TESTO DI PARTENZA:
<<<<

Renzi ottiene il via libera dalla direzione del Pd sulle riforme costituzionali – all’unanimità, ma la minoranza non ha votato – ed è vicino all’intesa con la minoranza interna, ma scoppia una nuova polemica tra il premier e il presidente del Senato Pietro Grasso sulla possibilità di emendare tutto l’articolo 2 del disegno di legge Boschi oppure l’unico comma approvato finora in due versioni diverse.

Il premier “convoca” le Camere. A Grasso non è piaciuto il passaggio della relazione in cui Renzi auspicava una convocazione straordinaria delle Camere in caso di accettazione di emendamenti sull’intero articolo. «Sarebbe un fatto inedito», aveva affermato il premier, a che Grasso ha invitato a moderare i toni, ricordando che durante i suoi tanti anni in magistratura «neppure la mafia» è mai riuscita a fermarlo. Dopo la polemica, lo stesso presidente del Consiglio ha smentito di aver voluto minacciare la seconda carica dello Stato, precisando che avrebbe semplicemente riunito i gruppi parlamentari del Pd. In ogni caso, il termine per la presentazione degli emendamenti scade oggi, perciò il presidente del Senato comunicherà nella giornata di domani l’elenco di quelli ammessi.

>>>>

ELENCO FORNITO:
<<<<

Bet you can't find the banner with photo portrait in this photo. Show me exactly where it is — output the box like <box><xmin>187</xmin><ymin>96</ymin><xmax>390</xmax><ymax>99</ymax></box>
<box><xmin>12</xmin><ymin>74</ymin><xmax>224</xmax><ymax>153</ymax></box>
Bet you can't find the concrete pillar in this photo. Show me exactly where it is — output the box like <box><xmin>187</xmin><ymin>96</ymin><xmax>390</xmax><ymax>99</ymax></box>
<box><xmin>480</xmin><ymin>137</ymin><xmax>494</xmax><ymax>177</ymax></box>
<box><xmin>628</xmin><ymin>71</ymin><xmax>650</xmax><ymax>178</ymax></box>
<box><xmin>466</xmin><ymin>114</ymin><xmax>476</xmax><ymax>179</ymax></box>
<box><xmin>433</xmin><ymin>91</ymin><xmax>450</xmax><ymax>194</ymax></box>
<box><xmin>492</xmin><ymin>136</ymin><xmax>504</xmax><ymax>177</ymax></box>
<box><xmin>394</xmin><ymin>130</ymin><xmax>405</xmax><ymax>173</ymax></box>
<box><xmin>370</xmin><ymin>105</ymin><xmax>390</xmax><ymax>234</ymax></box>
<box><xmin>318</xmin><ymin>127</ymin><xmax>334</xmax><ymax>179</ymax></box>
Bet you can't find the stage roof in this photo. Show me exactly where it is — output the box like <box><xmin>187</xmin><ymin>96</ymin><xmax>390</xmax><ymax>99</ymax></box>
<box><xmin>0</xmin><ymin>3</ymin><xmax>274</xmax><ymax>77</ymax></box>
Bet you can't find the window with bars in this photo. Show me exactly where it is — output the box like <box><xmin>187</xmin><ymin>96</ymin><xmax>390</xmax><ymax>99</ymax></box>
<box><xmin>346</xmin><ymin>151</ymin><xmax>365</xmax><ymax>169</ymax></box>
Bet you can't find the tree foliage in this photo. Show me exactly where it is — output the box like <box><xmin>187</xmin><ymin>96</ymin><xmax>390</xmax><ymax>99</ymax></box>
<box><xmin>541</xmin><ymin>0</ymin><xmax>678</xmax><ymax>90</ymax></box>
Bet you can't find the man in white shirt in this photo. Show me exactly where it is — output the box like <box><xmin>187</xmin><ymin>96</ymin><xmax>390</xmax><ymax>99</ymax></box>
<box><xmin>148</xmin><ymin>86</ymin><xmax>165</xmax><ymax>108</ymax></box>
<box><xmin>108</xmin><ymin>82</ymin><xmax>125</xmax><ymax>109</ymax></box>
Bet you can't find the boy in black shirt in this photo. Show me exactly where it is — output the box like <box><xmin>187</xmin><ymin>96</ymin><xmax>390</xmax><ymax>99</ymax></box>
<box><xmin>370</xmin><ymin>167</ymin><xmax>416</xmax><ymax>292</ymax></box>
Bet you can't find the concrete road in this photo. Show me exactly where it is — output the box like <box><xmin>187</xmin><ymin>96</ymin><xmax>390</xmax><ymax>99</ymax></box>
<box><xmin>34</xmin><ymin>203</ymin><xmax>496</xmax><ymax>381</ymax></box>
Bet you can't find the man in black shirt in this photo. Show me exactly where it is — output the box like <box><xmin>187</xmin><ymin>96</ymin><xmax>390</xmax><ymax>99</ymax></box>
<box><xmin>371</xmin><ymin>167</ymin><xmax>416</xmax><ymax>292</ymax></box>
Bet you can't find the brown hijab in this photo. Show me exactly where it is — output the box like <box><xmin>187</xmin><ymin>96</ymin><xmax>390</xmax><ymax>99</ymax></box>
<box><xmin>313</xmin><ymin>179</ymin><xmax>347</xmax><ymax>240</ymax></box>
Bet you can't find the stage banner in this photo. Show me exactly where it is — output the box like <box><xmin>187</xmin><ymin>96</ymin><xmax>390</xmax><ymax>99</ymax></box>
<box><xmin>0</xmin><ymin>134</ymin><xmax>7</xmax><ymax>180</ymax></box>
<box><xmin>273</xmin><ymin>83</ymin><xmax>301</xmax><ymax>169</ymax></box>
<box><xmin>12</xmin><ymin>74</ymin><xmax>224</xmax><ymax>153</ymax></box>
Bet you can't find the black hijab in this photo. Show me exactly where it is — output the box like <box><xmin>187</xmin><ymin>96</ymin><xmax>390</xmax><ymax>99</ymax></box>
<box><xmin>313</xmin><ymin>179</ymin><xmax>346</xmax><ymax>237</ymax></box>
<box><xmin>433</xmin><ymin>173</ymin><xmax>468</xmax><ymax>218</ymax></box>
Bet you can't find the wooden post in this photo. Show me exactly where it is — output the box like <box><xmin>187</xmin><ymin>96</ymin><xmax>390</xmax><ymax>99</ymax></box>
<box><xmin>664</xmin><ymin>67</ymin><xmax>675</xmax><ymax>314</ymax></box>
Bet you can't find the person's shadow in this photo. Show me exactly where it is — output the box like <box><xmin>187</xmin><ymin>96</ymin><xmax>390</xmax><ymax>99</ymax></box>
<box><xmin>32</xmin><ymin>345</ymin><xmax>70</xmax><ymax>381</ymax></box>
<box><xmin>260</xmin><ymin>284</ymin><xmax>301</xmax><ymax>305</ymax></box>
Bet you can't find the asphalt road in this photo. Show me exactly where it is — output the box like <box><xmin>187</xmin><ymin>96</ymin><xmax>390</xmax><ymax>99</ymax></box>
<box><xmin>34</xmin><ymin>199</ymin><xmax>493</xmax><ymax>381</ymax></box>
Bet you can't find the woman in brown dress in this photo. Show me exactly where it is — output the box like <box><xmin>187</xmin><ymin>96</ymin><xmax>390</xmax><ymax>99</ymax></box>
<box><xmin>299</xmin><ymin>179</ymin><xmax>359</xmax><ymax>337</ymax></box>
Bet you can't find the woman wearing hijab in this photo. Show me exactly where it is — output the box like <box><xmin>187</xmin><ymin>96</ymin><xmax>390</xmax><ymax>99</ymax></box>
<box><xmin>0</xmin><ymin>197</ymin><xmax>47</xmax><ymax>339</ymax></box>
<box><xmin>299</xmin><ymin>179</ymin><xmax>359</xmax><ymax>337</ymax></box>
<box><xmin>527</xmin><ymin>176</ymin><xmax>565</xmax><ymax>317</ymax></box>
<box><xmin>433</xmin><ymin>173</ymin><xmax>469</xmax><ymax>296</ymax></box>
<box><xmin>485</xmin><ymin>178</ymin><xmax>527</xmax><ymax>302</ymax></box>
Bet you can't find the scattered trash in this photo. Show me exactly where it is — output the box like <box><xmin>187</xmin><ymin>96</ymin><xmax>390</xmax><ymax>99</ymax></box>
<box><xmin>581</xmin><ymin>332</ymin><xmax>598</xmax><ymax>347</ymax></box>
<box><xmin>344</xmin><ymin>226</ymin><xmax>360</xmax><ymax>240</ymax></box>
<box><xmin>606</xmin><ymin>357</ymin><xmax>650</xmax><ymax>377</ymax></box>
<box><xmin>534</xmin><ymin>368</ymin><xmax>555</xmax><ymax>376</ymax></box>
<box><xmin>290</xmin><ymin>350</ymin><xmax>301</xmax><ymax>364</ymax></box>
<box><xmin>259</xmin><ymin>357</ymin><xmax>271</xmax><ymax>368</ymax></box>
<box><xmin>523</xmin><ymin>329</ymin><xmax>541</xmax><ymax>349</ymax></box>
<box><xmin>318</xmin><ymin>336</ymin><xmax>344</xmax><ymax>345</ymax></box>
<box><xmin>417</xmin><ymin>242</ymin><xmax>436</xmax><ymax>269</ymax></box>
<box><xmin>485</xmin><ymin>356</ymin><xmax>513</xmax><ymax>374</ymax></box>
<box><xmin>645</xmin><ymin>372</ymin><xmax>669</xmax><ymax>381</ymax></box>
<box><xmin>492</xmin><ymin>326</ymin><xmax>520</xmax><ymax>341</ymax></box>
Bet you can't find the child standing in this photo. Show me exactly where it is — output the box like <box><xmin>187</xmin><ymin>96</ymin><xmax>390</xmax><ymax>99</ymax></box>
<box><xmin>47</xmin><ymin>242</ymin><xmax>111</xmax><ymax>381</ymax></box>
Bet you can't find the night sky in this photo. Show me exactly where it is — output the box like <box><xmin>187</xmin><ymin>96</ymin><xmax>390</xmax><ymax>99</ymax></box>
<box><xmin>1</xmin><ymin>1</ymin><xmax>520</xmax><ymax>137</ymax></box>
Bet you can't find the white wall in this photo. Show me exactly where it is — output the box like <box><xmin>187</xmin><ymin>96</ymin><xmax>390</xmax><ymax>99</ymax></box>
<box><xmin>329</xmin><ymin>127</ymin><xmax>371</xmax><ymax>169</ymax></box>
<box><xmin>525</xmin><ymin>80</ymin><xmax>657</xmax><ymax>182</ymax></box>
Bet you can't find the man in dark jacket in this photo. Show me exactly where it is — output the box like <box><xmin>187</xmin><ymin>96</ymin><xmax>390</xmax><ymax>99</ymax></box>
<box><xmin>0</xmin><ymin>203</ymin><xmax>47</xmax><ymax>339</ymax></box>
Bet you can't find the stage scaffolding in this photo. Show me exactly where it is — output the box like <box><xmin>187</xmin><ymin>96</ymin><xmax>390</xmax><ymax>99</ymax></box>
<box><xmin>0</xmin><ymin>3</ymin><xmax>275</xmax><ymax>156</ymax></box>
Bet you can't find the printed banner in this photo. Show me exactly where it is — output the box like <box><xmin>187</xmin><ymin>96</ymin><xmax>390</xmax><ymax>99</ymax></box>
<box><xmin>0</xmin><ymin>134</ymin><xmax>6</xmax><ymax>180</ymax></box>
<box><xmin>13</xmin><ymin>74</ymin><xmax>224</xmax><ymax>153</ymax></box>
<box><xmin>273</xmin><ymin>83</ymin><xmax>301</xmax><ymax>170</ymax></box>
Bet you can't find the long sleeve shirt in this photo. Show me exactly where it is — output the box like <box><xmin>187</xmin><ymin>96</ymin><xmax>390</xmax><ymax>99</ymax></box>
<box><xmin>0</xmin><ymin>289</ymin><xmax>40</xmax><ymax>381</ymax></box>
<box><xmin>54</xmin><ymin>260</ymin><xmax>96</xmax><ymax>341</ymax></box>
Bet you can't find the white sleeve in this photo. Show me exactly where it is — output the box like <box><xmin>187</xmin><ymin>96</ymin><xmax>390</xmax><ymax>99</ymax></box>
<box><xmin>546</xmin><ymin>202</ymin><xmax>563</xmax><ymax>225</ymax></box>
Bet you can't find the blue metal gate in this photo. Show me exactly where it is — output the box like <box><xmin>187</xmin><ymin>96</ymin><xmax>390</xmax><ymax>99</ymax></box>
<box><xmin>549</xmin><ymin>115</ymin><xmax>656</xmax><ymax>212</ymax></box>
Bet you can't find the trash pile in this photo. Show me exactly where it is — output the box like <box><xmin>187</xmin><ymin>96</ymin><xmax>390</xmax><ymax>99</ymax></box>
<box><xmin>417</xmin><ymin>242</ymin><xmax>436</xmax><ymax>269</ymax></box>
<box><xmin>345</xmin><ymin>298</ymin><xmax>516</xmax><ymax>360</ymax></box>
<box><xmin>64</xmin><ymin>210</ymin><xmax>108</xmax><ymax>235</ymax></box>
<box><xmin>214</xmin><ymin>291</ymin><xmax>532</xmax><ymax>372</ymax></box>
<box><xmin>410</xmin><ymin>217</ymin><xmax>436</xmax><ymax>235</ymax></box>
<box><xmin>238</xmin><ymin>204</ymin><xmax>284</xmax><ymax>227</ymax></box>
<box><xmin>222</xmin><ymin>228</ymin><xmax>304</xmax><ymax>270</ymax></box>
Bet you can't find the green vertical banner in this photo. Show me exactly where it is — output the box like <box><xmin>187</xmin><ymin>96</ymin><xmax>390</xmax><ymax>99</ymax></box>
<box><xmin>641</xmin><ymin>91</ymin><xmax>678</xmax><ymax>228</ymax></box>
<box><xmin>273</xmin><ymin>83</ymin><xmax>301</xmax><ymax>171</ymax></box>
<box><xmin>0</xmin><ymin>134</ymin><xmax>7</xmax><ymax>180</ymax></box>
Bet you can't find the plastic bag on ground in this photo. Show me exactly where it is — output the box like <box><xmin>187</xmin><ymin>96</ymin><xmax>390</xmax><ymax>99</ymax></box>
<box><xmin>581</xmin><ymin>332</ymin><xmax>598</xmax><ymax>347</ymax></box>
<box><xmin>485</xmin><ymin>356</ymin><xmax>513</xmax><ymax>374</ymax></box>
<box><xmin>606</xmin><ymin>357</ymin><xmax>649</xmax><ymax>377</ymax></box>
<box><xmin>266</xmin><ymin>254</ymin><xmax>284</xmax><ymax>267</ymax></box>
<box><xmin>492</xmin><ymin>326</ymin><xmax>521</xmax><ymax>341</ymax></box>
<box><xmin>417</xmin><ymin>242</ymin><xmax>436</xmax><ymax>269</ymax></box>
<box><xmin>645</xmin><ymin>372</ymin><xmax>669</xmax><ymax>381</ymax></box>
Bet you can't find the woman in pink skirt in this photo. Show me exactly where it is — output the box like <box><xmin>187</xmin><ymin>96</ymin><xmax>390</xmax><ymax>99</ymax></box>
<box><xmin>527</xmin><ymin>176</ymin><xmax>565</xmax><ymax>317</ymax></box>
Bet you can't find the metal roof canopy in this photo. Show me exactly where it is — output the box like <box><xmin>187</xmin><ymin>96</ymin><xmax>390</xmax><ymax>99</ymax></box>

>>>>

SFIDA A:
Rispondi, per favore, a queste domande sul testo di partenza:
(i) Con quale esito la direzione del Pd ha approvato le riforme costituzionali?
(ii) Quale articolo del disegno di legge Boschi è al centro della polemica tra il premier e Pietro Grasso?
(iii) In quale giorno il presidente del Senato comunicherà l'elenco degli emendamenti ammessi?
SFIDA B:
In base al testo di partenza, spiega perché il presidente del Senato comunicherà domani l'elenco degli emendamenti ammessi.

RISPOSTA CORRETTA A:
(i) All'unanimità, ma la minoranza non ha votato.
(ii) L'articolo 2.
(iii) Nella giornata di domani.

RISPOSTA CORRETTA B:
Il termine per la presentazione degli emendamenti scade oggi. Per questo il presidente del Senato comunicherà domani l'elenco di quelli ammessi.